### READING TEXT

Friday, 14 August 2015

Ash dieback disease hits my neck of the woods

Death in our midst. Potentially healthy looking Ash saplings surround one that has already succumbed to the disease - will it be their turn next? 
Back on the 24th May 2013, I wrote a piece on this blog about Chalara dieback in Ash trees, saying that it spreading out of control across the country. Well, it’s arrived in my neck of the woods - here in central Hampshire, and I am now finding it fairly regularly, mainly in small and medium sized saplings, but in a couple of cases, in trees as high as 10 metres.

The disease was first confirmed in the UK in February 2012 when it was found in a consignment of infected trees sent from a nursery in the Netherlands to a nursery in Buckinghamshire. It has since spread to most parts of the UK.

At present we do not know what percentage of trees will become infected, but in Denmark well over 90% of Ash trees have succumbed to the disease. The hope is that our UK trees have a wider genetic base than on the continent, and the best hope for the long-term future of Britain's ash trees lies in identifying the genetic factors which enable some ash trees to tolerate or resist infection, and using these to breed new generations of tolerant ash trees for the future.

So, there is not much we can do but watch and see how the disease progresses throughout our native Ash trees, all the while hoping that a good number will be resistant and in time, spread their windblown, resilient keys (Ash seeds are called keys) to restock areas that have succumbed to this particularly nasty disease.

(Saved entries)
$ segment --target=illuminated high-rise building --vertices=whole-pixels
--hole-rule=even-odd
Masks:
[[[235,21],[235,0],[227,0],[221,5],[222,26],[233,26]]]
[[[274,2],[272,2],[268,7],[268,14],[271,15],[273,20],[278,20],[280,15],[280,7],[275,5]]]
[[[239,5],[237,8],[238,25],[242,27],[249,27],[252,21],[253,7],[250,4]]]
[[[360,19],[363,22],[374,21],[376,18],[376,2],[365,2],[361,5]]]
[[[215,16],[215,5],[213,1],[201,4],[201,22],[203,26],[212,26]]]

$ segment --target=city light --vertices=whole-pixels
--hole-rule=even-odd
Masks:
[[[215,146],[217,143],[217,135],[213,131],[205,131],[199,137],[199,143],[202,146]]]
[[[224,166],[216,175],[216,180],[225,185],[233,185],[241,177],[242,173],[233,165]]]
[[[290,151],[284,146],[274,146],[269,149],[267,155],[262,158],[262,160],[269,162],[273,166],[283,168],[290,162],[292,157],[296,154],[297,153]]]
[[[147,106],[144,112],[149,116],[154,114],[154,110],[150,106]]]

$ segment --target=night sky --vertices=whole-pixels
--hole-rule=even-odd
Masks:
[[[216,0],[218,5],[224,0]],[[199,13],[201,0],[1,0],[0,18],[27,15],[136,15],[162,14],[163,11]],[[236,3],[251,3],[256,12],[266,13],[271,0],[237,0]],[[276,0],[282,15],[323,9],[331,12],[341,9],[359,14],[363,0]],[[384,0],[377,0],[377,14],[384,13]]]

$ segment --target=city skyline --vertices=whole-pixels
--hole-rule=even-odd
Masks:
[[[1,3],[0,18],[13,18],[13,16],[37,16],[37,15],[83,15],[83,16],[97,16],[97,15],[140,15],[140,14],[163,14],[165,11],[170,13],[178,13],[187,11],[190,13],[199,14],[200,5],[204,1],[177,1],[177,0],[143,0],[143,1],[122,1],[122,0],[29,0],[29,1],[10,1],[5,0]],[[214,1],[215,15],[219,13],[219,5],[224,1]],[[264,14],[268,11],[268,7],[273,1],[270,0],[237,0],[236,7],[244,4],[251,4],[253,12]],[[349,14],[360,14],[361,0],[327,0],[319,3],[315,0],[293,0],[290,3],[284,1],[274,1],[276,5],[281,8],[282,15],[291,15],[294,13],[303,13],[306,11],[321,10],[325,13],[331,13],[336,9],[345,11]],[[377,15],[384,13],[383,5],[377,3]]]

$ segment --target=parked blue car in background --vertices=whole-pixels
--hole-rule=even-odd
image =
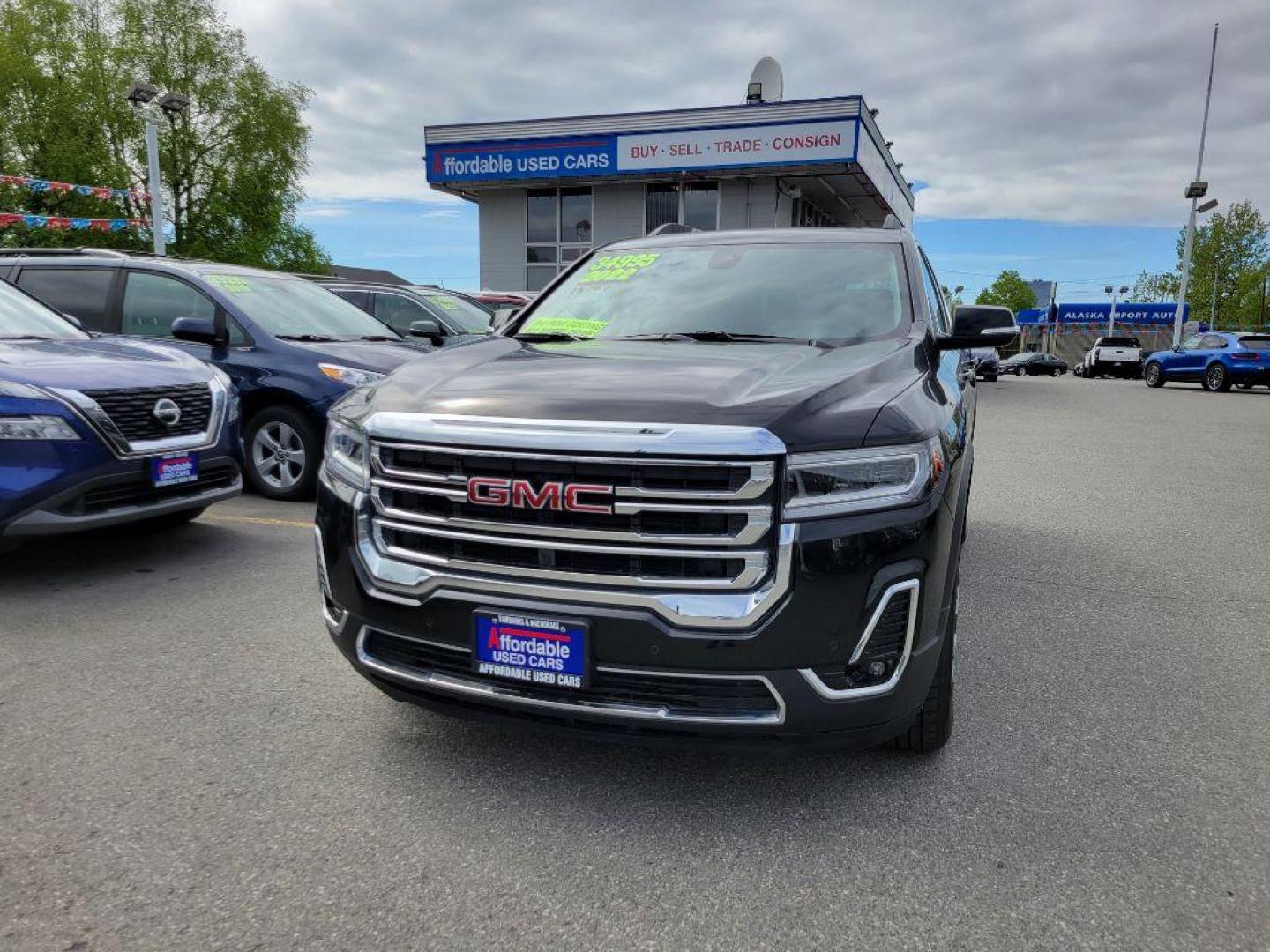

### YOUR INSTRUCTIONS
From the ash dieback post, extract word for word the passage between "Back on the" and "parts of the UK.", inclusive.

### WRITTEN REPLY
Back on the 24th May 2013, I wrote a piece on this blog about Chalara dieback in Ash trees, saying that it spreading out of control across the country. Well, it’s arrived in my neck of the woods - here in central Hampshire, and I am now finding it fairly regularly, mainly in small and medium sized saplings, but in a couple of cases, in trees as high as 10 metres.

The disease was first confirmed in the UK in February 2012 when it was found in a consignment of infected trees sent from a nursery in the Netherlands to a nursery in Buckinghamshire. It has since spread to most parts of the UK.